Compiti da svolgere:
**a.** Nel brano sul viaggio verso le Oasi di Mides, quale moto guida Gigi?
**b.** Riassuma in due frasi il brano sul viaggio verso le Oasi di Mides.
**c.** Prosegua il brano sul viaggio verso le Oasi di Mides, cominciando subito dopo l'ultima frase riportata.

Estratto del documento:

--------------------------------------------------

La strada sale, come nei nostri passi di montagna, ma qui non ci sono alberi, costruzioni o altro, solo molte rocce, sabbia e distanze per noi abissali. L’aria è pulitissima, la visibilità si estende per molti km ed il paesaggio privo di costruzioni e di picchi rilevanti permette allo sguardo di rivolgersi molto lontano. Guidare cosi è proprio un piacere, la strada, sembra sempre poca, dovrebbe estendersi per maggiori distanze per permettere di godere a pieno di questi luoghi.
Incontro per strada il compagno di viaggio Gigi, sul suo Ktm 1290 ed insieme ci dirigiamo verso le Oasi di Mides, a poche centinaia di metri dal confine Algerino. Il paesaggio è caratterizzato da gole e canyon, al cui loro interno spiccano delle oasi verdeggianti composte da centinaia di palme e diverse costruzioni in legno. I colori sono quelli della terra in tutte le sue sfumature, e poi c’è la bellezza dell’azzurro terso del cielo.

--------------------------------------------------

Righe di dati:
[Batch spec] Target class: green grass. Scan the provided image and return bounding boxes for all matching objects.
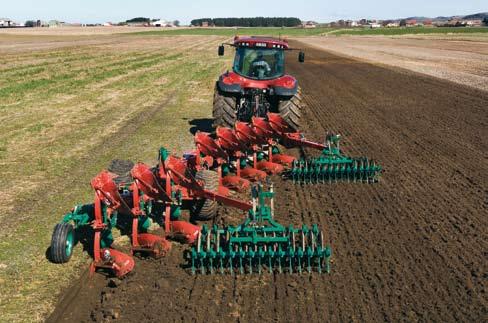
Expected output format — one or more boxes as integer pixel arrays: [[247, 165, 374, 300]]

--------------------------------------------------

Soluzioni degli esercizi:
**a.** Una Ktm 1290.

**b.** La strada sale tra rocce e sabbia in un paesaggio privo di alberi e costruzioni, con aria pulitissima e una visibilità di molti chilometri che rende la guida un vero piacere. Insieme al compagno di viaggio Gigi, chi scrive si dirige verso le Oasi di Mides, vicino al confine algerino, tra gole e canyon che racchiudono oasi di palme sotto un cielo azzurro e terso.

**c.**
Mides sembra sospesa sul canyon scavato nei millenni dai torrenti fluviali: tre chilometri intarsiati di roccia curva e sfumata, che formavano la difesa naturale del borgo originario.
Quelli che ho davanti ai miei occhi, infatti, sono i resti sopravvissuti alle improvvise inondazioni che nel 1969 hanno distrutto le case di fango secco del villaggio. Sopra il burrone è stato costruito un nuovo insediamento: poco più di un paio di case bianche, sparse in mezzo alla collina sterile.
Lasciamo le moto sotto la custodia del nostro furgone di 77 Roads e ci addentriamo in una delle gole, dove la temperatura è decisamente fresca rispetto alle zone pianeggianti.
Il fondo della gola secca è sabbioso, e le pareti di roccia irregolare, hanno molti strati di pietra simili al marmo. A una estremità, una piccola sorgente d’acqua regala piccoli palmeti con un gran numero di specie vegetali.
C’è da camminare una buona mezzora e fare un giro ad anello, facendo un saliscendi di sentieri per godere della bellezza del paesaggio, tra la gola, i resti di insediamenti risparmiati da una delle storiche alluvioni ed i pochi mercatini tipici della zona. La temperatura è ottima, ci saranno 24 gradi ed una brezza secca che asciuga il poco sudore sotto il sole.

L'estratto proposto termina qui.